Update the entries from the start through the line containing "0, 466, 314]]" by changing "picture" to "image" and leaving everything else unchanged. Return only that part.

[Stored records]
▼

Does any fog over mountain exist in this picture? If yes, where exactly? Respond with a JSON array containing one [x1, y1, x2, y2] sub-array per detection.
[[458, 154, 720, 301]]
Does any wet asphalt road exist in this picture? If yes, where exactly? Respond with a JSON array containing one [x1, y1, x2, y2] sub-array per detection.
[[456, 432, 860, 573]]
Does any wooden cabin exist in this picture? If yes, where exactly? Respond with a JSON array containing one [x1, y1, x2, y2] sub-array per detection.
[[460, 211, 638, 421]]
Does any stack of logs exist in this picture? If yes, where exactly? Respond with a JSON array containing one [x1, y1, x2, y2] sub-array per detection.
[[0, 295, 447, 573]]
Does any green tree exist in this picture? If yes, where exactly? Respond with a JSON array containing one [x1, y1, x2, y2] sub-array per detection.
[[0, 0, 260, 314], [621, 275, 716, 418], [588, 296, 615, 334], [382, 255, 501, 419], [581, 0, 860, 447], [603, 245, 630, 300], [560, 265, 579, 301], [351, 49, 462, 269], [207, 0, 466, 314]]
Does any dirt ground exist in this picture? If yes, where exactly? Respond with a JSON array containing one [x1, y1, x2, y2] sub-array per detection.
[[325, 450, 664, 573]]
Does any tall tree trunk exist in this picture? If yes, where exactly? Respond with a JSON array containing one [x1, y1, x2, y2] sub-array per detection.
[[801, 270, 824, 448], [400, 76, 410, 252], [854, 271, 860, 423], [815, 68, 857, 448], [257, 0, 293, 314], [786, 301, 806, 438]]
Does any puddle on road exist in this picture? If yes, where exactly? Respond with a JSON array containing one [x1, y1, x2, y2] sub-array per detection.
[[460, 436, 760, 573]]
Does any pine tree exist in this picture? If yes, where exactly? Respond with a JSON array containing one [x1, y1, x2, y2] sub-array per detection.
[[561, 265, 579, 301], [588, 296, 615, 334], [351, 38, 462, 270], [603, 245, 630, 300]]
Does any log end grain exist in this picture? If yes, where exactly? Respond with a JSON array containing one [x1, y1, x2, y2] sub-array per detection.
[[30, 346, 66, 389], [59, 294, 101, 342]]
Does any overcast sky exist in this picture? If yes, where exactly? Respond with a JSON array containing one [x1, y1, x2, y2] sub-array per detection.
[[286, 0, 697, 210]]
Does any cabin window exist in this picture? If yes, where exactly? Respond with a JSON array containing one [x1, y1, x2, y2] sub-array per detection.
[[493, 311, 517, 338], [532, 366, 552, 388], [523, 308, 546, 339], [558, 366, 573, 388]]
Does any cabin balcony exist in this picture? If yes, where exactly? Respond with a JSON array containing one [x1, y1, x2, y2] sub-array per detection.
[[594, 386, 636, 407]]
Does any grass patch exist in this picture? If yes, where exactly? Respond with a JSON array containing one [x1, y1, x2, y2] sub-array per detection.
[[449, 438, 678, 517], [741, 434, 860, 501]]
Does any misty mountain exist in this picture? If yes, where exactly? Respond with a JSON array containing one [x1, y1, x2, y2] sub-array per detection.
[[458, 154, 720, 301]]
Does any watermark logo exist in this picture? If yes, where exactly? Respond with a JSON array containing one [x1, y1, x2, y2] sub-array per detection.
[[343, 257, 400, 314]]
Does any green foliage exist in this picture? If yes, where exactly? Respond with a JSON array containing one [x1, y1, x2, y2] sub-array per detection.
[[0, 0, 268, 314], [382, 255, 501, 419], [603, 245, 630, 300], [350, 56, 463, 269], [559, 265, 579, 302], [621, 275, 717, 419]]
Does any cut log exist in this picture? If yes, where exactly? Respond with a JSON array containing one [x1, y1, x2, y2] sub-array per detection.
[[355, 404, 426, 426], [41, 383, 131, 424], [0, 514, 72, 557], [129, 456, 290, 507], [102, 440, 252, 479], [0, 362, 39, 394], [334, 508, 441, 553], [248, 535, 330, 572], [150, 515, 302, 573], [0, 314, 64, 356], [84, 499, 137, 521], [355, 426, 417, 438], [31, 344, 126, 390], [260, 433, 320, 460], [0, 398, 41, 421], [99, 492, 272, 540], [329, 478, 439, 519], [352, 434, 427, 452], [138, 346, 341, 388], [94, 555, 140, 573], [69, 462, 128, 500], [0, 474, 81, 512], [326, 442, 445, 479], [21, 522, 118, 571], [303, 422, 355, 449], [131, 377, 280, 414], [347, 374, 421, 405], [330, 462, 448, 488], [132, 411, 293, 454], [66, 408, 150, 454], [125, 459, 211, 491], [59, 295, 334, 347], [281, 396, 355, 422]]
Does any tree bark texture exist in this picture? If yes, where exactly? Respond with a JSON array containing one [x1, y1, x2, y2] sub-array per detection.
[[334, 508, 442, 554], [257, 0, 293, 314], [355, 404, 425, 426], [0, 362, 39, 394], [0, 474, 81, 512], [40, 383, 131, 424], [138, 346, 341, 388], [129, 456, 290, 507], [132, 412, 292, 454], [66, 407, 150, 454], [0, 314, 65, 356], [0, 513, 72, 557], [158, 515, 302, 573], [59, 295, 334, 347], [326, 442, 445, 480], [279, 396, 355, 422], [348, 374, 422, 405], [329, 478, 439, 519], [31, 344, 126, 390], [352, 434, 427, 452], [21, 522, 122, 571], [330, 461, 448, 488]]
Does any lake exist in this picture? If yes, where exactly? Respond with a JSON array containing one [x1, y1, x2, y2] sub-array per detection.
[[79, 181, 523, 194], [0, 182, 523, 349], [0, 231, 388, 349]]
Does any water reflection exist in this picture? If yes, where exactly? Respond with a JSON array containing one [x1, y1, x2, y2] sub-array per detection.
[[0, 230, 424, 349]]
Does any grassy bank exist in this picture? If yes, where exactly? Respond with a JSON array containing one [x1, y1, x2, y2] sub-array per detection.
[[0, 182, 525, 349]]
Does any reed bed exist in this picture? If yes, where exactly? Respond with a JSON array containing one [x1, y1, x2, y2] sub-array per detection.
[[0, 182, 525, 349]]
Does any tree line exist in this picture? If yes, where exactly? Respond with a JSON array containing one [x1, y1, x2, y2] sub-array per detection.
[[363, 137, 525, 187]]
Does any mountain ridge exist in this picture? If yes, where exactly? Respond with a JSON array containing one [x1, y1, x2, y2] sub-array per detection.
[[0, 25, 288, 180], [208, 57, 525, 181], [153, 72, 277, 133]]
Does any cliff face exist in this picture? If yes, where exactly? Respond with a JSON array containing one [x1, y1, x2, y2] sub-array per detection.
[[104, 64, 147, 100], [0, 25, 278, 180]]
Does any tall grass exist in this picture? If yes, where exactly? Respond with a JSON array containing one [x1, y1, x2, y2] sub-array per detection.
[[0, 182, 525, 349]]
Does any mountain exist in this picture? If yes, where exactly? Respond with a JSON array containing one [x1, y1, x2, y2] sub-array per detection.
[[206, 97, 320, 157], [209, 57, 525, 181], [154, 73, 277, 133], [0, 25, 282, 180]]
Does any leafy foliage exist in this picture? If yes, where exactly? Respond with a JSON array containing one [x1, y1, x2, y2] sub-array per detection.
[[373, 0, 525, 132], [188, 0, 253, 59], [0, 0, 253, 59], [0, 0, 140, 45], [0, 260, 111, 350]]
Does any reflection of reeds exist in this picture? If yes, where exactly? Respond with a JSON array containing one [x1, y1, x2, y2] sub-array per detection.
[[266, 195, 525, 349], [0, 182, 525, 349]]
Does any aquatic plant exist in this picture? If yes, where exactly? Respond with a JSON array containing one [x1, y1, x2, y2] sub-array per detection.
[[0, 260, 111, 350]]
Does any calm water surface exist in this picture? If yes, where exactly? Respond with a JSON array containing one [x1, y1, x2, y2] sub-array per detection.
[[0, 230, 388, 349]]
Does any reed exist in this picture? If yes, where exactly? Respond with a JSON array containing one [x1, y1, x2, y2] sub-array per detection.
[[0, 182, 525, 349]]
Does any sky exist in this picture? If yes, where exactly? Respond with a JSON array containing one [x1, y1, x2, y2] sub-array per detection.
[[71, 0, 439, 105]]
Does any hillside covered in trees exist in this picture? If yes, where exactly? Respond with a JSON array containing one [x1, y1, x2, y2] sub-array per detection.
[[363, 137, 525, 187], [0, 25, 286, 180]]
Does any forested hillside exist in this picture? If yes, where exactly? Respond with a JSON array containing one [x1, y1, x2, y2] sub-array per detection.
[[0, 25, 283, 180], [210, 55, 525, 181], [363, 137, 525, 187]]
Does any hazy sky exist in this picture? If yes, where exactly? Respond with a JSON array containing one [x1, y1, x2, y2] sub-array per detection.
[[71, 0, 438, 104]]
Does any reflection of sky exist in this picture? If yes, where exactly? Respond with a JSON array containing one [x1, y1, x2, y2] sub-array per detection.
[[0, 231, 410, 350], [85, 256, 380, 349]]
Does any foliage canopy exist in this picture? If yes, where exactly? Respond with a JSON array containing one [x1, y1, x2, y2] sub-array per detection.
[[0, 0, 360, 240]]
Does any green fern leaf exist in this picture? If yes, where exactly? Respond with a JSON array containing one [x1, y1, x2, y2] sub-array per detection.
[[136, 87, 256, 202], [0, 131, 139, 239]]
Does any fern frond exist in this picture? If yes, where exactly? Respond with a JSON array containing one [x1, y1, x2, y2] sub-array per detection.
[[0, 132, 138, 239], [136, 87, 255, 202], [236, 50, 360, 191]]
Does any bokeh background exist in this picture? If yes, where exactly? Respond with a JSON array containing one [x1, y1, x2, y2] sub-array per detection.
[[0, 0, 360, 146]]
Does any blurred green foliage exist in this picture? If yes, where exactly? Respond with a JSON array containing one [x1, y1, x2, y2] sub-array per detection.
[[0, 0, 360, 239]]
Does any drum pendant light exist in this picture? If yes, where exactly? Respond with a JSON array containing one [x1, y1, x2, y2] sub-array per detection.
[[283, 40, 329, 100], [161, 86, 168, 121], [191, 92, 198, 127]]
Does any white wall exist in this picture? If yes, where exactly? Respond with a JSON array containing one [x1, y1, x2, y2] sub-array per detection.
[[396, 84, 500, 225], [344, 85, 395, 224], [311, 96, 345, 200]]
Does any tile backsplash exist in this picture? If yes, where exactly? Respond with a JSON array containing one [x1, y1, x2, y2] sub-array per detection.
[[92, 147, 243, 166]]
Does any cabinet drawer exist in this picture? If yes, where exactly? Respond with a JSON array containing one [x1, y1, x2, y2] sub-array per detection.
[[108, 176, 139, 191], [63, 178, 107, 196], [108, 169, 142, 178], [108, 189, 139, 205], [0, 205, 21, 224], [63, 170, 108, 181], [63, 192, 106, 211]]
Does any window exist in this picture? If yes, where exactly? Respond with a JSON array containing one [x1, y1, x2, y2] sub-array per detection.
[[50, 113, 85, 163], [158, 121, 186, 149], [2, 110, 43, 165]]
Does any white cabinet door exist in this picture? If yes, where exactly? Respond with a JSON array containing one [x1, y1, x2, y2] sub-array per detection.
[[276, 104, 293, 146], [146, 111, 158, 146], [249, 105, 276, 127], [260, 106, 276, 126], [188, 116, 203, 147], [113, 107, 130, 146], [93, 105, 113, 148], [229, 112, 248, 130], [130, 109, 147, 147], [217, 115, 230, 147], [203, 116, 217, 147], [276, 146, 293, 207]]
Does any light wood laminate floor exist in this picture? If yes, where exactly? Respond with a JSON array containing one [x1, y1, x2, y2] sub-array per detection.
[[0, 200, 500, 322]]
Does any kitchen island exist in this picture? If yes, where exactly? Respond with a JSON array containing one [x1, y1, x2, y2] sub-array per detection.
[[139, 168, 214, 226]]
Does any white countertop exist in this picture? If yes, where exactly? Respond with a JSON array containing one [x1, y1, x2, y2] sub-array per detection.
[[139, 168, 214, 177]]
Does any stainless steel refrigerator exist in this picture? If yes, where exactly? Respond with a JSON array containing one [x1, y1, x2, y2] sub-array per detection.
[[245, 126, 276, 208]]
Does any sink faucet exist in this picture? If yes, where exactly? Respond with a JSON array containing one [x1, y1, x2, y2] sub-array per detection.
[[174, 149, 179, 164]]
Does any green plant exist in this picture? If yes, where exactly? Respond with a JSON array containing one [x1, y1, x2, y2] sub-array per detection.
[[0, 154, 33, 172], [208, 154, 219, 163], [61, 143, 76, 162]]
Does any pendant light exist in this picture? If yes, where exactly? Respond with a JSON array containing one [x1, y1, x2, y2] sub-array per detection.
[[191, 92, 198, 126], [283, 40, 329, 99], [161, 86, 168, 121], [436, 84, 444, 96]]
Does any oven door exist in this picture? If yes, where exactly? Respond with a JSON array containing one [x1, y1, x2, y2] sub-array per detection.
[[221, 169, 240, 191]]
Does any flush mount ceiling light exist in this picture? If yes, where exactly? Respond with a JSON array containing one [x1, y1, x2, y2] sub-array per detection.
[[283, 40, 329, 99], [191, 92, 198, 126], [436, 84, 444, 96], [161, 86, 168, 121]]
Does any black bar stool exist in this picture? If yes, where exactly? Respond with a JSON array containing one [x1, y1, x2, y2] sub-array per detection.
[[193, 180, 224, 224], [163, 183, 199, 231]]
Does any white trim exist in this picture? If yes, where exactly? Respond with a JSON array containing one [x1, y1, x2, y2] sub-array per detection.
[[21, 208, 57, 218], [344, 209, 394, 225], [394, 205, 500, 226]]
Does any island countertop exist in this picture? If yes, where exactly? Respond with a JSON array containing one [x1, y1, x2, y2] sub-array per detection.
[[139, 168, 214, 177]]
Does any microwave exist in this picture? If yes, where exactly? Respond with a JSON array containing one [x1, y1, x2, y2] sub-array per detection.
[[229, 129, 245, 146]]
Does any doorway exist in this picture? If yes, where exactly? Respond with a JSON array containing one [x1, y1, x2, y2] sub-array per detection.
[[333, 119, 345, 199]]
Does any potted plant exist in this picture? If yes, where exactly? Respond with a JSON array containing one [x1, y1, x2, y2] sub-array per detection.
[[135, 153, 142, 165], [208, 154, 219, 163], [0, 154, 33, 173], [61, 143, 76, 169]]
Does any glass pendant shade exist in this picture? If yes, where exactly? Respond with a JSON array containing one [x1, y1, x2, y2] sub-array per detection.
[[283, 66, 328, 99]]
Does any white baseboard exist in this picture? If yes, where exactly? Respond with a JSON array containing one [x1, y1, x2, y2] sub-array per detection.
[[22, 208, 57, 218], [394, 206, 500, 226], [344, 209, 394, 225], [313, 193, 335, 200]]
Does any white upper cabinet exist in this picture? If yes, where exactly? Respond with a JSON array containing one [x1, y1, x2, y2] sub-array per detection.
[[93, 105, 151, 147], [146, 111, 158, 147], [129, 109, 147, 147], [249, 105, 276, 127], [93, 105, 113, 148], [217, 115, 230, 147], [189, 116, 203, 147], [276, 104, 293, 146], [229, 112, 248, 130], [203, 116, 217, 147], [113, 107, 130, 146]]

▲

- Written answer -
Does any fog over mountain exist in this image? If yes, where exactly? Respond with a JSON array containing one [x1, y1, x2, y2] sub-array per detection.
[[458, 154, 720, 301]]
Does any wet asphalt road exist in this image? If yes, where exactly? Respond with a JSON array containing one [x1, y1, x2, y2] sub-array per detection.
[[456, 432, 860, 573]]
Does any wooden cabin exist in this image? If yes, where exactly? Respond with a JSON array containing one [x1, y1, x2, y2] sub-array per detection.
[[460, 211, 638, 421]]
Does any stack of logs exist in this image? If yes, where exactly? Respond with a JSON array containing one [x1, y1, x2, y2] sub-array per detection.
[[0, 295, 447, 573]]
Does any green tree exist in this image? If yes, where exactly? Respond with a JSON array containing one [x1, y1, x2, y2] sub-array per detection.
[[0, 0, 260, 314], [621, 275, 716, 418], [588, 296, 615, 334], [382, 255, 501, 419], [581, 0, 860, 447], [603, 245, 630, 300], [560, 265, 579, 301], [351, 49, 462, 269], [207, 0, 466, 314]]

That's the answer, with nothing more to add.